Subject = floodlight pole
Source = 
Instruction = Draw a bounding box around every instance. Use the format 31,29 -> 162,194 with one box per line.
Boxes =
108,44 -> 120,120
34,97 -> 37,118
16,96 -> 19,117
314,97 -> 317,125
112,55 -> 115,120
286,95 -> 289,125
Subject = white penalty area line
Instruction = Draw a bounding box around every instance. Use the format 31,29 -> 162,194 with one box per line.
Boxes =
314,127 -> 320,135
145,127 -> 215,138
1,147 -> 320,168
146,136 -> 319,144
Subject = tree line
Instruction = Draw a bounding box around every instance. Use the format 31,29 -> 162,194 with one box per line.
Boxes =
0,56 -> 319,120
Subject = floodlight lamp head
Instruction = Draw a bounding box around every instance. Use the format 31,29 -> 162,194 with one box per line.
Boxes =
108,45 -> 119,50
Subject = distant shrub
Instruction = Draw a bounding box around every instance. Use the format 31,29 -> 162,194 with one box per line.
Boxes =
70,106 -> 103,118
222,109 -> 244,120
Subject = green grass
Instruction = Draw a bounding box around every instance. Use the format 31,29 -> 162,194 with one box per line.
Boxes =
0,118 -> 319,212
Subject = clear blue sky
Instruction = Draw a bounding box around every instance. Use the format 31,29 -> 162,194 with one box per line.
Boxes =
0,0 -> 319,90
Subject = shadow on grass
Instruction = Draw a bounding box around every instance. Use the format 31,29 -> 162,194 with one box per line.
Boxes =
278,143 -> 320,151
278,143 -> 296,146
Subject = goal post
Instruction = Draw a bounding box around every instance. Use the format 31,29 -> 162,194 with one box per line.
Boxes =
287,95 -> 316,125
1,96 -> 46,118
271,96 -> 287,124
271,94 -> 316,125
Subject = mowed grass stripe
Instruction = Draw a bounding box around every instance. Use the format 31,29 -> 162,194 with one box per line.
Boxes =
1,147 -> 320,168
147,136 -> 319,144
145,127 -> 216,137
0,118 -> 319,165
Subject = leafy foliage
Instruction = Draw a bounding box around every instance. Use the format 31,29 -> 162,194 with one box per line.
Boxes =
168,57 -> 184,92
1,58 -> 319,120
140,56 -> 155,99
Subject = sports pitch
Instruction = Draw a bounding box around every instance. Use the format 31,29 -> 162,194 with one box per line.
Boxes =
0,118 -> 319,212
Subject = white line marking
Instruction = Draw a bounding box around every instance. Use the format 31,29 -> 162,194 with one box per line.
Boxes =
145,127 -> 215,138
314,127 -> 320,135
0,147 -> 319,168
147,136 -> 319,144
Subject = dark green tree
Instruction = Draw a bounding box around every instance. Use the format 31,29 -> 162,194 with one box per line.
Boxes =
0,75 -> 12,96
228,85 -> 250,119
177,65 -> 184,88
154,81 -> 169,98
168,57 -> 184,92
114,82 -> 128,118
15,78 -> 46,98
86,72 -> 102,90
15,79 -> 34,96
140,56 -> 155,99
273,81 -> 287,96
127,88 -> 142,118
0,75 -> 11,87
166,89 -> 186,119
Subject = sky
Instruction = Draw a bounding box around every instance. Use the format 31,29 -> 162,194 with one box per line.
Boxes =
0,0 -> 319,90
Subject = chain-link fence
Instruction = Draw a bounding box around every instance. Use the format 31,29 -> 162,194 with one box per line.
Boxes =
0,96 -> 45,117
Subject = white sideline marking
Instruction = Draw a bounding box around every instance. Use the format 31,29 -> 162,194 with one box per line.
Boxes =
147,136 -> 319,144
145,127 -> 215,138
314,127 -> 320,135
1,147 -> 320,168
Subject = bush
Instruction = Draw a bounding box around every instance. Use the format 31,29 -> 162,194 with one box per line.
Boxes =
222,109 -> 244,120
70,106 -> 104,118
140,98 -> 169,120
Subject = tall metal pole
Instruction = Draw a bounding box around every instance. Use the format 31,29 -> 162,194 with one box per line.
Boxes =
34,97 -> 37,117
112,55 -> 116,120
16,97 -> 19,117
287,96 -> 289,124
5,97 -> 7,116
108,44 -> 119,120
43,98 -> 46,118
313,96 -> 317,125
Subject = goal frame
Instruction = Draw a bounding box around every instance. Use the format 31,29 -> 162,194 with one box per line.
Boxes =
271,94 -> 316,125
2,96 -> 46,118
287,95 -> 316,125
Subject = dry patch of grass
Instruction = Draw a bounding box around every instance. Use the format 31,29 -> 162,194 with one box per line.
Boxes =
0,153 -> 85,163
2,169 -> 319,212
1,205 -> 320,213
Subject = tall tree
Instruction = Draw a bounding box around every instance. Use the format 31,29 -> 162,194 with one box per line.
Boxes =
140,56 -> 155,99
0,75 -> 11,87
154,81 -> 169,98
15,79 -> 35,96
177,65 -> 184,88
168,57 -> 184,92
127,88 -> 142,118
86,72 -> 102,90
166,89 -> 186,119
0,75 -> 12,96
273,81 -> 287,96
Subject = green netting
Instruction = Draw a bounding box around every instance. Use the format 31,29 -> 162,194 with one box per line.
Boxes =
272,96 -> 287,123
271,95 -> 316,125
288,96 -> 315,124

:::

◆ **Action item**: The complete listing must be reproduced exactly as written.

◆ **Answer section**:
Subject = floodlight pole
Source = 
Instruction = Draw a bounding box around every instance. Use the format 31,29 -> 162,194 with one box per line.
Boxes =
108,44 -> 120,120
34,97 -> 37,118
16,96 -> 19,117
314,97 -> 317,125
112,55 -> 115,120
286,95 -> 289,125
Subject = white penalty area line
Instruction = Draw a bounding box around every instance. Use the format 31,29 -> 162,194 with one box per line.
Boxes =
314,127 -> 320,135
145,127 -> 215,138
1,147 -> 320,168
146,136 -> 319,144
Subject = tree line
Instruction = Draw a bounding box around every instance. Use the format 31,29 -> 162,194 with one box per line.
Boxes =
0,56 -> 319,120
Subject = floodlight lamp head
Instruction = Draw a bounding box around every instance. Use the format 31,29 -> 162,194 with one box per line.
Boxes =
108,45 -> 119,50
Subject = distant shrub
Instruction = Draw a bounding box around every instance. Use the format 31,29 -> 162,194 with one box per line.
Boxes =
70,106 -> 103,118
222,109 -> 244,120
Subject = green grass
Instruction = Draw a bounding box around every instance. Use the format 31,29 -> 162,194 with one box per line.
Boxes =
0,118 -> 319,212
Subject = clear blue sky
Instruction = Draw a bounding box around every instance. Use the format 31,29 -> 162,194 with one box per line.
Boxes =
0,0 -> 319,90
Subject = shadow on grass
Instruction = Draw a bounding box around every instance. Use the format 31,29 -> 162,194 with one box per line.
Boxes =
278,143 -> 320,151
278,143 -> 296,146
Subject = goal post
Instruction = Draw a bounding box around every instance. Use the format 31,29 -> 162,194 with one box per line.
Boxes =
287,95 -> 316,125
1,96 -> 46,118
271,96 -> 287,124
271,94 -> 316,125
Subject = mowed grass stripe
Instruction = Draw a bounding box around every instance. Use the format 31,29 -> 162,194 with one box per line.
Boxes =
1,147 -> 320,168
147,136 -> 319,144
145,127 -> 216,137
0,118 -> 319,165
Subject = leafy foliage
Instruction = Draw a bounding box around every instance. Use the format 31,29 -> 162,194 with one box per line.
Boxes =
168,57 -> 184,92
1,58 -> 319,120
140,56 -> 155,99
Subject = sports pitch
Instruction = Draw a bounding box around every instance. Use the format 31,29 -> 162,194 with one box per line.
Boxes =
0,118 -> 319,212
Subject = white line marking
Instruction = Draw a bounding box around every instance. Use the format 31,29 -> 162,194 with one box per line.
Boxes =
145,127 -> 215,138
314,127 -> 320,135
0,147 -> 319,168
147,136 -> 319,144
Subject = dark green tree
Instruction = Draw a bounding box around every instance. Use the format 31,29 -> 162,194 with one box per line.
Boxes =
0,75 -> 12,96
228,85 -> 250,119
177,65 -> 184,88
154,81 -> 169,98
168,57 -> 184,92
114,82 -> 128,118
15,78 -> 46,98
86,72 -> 102,90
15,79 -> 34,96
140,56 -> 155,99
273,81 -> 287,96
127,88 -> 142,118
0,75 -> 11,87
166,89 -> 186,119
Subject = sky
Instruction = Draw a bounding box around every instance. Use the format 31,29 -> 162,194 with one box per line.
Boxes =
0,0 -> 319,90
Subject = chain-link fence
Instruction = Draw a bounding box around every instance. Use the format 31,29 -> 162,194 with one box per line.
Boxes =
0,96 -> 45,117
Subject = white sideline marking
Instruction = Draw a bounding box around every instance. Use the format 31,29 -> 162,194 with one box per line.
Boxes =
147,136 -> 319,144
145,127 -> 215,138
314,127 -> 320,135
1,147 -> 320,168
Subject = bush
Instruction = Draw a bounding box around every instance. Use the format 31,29 -> 162,194 with one box per line.
Boxes =
222,109 -> 244,120
70,106 -> 104,118
140,98 -> 169,120
Subject = tall metal pole
Instruction = Draw a bounding box around every instance. Use the format 31,29 -> 162,194 with one box per line.
Boxes =
34,97 -> 37,117
112,55 -> 116,120
16,97 -> 19,117
287,96 -> 289,124
5,97 -> 7,116
108,44 -> 119,120
43,98 -> 46,118
313,96 -> 317,125
Subject = goal frame
Instruction = Draw a bounding box around every instance. Use the format 31,29 -> 162,194 with one box per line.
Boxes =
271,94 -> 316,125
2,96 -> 46,118
287,95 -> 316,125
Subject = dry patch of grass
Instruction = Draw a bounding box around every instance. Use the format 31,29 -> 162,194 with one box per line.
Boxes =
0,153 -> 85,163
2,169 -> 319,212
1,205 -> 320,213
Subject = tall tree
Instruction = Draw a bounding box around every instance. Use the format 31,29 -> 162,194 with one box per line.
Boxes =
140,56 -> 155,99
0,75 -> 11,87
154,81 -> 169,98
15,79 -> 35,96
177,65 -> 184,88
168,57 -> 184,92
127,88 -> 142,118
86,72 -> 102,90
166,89 -> 186,119
0,75 -> 12,96
273,81 -> 287,96
Subject = green netting
Instruction = Draw a bounding box around every instance. Use the format 31,29 -> 162,194 with one box per line.
Boxes =
272,96 -> 287,123
271,95 -> 316,125
288,96 -> 315,124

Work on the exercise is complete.